PASSAGE FOR REVIEW |
Anxiety's effects on your life can be brutal, interfering with what you want to do, who you want to be with, and how you want to be. A previous post explored six ways anxiety messes with your life. Here, we'll revisit those nasty effects of anxiety, and I offer six mindfulness-based tips to effectively deal with them. You can implement these mindfulness tips immediately--they don't need extra tools or preparation--so you can reduce anxiety's effects on yourself and your life.

Why Mindful Tips Reduce the Effects of Anxiety 

Why do mindfulness tips reduce the effects of anxiety? Well, the ultimate repercussion of anxiety is that it takes over your thoughts and feelings. It can dictate your behavior. Anxiety tries to live your life for you, making you both its unwilling puppet and audience to the puppet show it creates. Its show is set in your past, and your future, and the stars are automatic negative thoughts, rumination, worry, fear, what-ifs, and worst-case scenarios. If you've had enough, take heart. No matter how many locks and strings anxiety has used to keep you out of your own life and stuck in its puppet show, you can use mindfulness to break free and live freely. 

Mindfulness is the act of showing up fully for your life despite problems, stress, anxiety, and other disruptive challenges. To do this, you choose to live in your present moment. When your mind wanders to worries about things that have already happened or about what might happen in the future, you simply notice that you're in anxiety's puppet theatre and use your senses to focus on something tangible in the here-and-now.

These mindfulness tips are simple in concept but can be challenging to sustain in practice. Thankfully, there are practical things you can do to develop this skill and way of being in your life. The following six tips for reducing the effects of anxiety come to us from mindfulness. They'll help you stay present and engaged in each moment of your life, thus cutting you loose from anxiety's puppet show with no strings attached. 

6 Mindful Tips to Deal with the Effects of Anxiety

The following effects are taken directly from the previous post mentioned above. Here, rather than revisiting the details of each, we'll jump straight into the tips for reducing each one.

Natural-language descriptions of regions |
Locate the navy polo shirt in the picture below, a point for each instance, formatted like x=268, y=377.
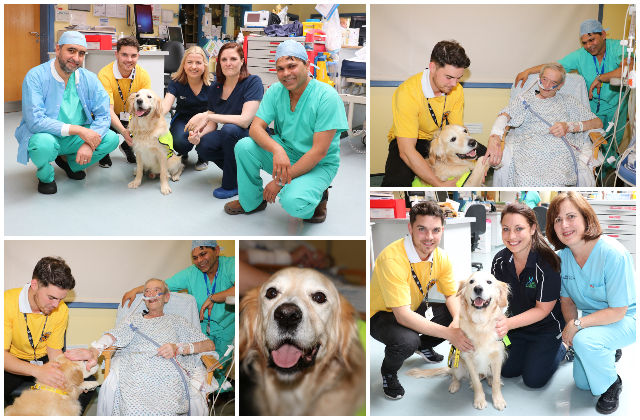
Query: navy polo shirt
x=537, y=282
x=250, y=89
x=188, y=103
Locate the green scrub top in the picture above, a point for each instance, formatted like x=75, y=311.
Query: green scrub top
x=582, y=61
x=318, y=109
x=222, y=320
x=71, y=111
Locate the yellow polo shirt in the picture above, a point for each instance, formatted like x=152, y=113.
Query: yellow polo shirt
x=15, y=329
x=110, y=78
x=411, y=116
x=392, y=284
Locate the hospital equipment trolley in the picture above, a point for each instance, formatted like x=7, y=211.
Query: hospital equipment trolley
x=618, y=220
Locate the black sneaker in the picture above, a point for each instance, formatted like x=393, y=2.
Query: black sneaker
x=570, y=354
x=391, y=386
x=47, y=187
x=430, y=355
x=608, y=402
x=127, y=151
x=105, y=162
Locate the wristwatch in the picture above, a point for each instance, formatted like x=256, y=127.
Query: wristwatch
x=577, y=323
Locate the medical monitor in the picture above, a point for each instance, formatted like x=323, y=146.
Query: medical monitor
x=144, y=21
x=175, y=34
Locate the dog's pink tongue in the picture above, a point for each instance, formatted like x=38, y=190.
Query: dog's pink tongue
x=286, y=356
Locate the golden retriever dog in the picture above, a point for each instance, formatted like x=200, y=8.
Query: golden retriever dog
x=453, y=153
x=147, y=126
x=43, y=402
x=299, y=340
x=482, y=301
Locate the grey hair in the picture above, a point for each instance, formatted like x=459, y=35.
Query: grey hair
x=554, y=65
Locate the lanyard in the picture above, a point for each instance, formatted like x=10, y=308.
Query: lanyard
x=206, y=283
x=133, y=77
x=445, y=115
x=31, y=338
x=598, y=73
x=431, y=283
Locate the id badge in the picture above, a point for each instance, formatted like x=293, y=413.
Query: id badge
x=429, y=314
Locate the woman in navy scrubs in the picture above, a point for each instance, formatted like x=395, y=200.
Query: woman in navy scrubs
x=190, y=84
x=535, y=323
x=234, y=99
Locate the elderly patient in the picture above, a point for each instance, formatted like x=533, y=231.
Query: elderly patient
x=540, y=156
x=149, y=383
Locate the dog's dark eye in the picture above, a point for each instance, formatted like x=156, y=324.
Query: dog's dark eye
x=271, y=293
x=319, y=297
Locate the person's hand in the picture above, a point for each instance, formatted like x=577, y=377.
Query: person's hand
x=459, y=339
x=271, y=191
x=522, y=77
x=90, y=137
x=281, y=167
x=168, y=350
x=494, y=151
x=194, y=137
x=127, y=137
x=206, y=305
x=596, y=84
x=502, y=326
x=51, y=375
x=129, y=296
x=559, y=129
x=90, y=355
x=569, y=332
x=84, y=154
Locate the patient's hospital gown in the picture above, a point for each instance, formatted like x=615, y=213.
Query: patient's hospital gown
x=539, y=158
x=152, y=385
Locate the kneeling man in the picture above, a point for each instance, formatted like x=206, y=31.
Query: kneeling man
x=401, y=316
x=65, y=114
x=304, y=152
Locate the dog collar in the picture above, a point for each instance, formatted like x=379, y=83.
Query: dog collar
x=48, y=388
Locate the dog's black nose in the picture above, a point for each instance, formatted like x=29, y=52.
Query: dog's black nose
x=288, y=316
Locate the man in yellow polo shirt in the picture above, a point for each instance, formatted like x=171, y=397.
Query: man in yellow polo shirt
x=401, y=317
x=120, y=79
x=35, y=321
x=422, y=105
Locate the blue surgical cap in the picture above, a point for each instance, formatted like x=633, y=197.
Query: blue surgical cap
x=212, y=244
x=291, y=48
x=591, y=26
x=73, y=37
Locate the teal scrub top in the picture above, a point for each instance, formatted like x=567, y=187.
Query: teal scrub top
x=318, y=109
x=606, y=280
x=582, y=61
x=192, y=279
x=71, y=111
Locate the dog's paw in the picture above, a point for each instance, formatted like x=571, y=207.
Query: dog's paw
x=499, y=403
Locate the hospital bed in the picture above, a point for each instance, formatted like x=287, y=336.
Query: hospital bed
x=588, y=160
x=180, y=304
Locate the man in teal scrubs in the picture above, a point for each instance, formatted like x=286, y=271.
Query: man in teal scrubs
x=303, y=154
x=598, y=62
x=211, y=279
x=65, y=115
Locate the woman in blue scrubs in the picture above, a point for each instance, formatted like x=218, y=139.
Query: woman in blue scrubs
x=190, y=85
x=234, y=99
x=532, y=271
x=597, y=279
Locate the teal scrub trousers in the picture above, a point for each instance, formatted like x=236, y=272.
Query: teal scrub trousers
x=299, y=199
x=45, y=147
--
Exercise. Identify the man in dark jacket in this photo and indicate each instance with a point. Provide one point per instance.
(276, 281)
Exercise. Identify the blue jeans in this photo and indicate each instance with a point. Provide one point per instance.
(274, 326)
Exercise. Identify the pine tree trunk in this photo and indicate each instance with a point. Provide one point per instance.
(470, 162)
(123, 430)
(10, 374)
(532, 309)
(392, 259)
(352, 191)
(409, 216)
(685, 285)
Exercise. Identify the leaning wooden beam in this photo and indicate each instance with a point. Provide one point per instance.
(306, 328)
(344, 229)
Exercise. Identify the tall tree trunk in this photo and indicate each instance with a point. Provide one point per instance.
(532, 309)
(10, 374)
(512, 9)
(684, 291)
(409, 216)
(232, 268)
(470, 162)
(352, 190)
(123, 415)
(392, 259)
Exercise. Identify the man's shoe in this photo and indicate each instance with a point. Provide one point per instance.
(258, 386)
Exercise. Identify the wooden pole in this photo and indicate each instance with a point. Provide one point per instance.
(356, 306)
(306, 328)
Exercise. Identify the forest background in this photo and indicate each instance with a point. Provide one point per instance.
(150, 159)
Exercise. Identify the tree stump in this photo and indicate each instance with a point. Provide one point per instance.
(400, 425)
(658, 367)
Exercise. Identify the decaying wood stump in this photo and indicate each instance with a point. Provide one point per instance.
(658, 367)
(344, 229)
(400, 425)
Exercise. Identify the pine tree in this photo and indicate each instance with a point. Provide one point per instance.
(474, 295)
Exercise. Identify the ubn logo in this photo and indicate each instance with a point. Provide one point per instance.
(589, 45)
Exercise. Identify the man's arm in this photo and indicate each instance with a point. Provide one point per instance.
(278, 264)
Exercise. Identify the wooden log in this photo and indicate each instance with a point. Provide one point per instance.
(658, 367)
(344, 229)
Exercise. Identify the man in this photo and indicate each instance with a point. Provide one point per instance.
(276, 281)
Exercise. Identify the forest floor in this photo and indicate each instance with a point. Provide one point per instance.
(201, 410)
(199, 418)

DIRECTIONS FOR THIS TASK | Continue the article on mindfulness tips for reducing the effects of anxiety, picking up right after its last sentence.

ANSWER TO THE PROBLEM |
  1. Anxiety can make you more emotional than you want to be. Anxious emotions are unpleasant, so we often try to ignore, deny, or fight to diminish them. This only serves to intensify them because what we focus on is what grows. To feel calmer and more centered when anxiety has you feeling emotional upheaval, develop awareness. Begin to notice subtle emotions beginning to roll around inside of you, and tune in to physical cues as well, such as a new headache, pounding heart, or a wave of nausea. Then, take several slow, deep breaths. Deep breathing turns off the fight-or-flight reaction and activates its calm counterpart, the rest-and-digest response. While this won't directly change what is making you emotional, it will help you remain calm so you can deal with it.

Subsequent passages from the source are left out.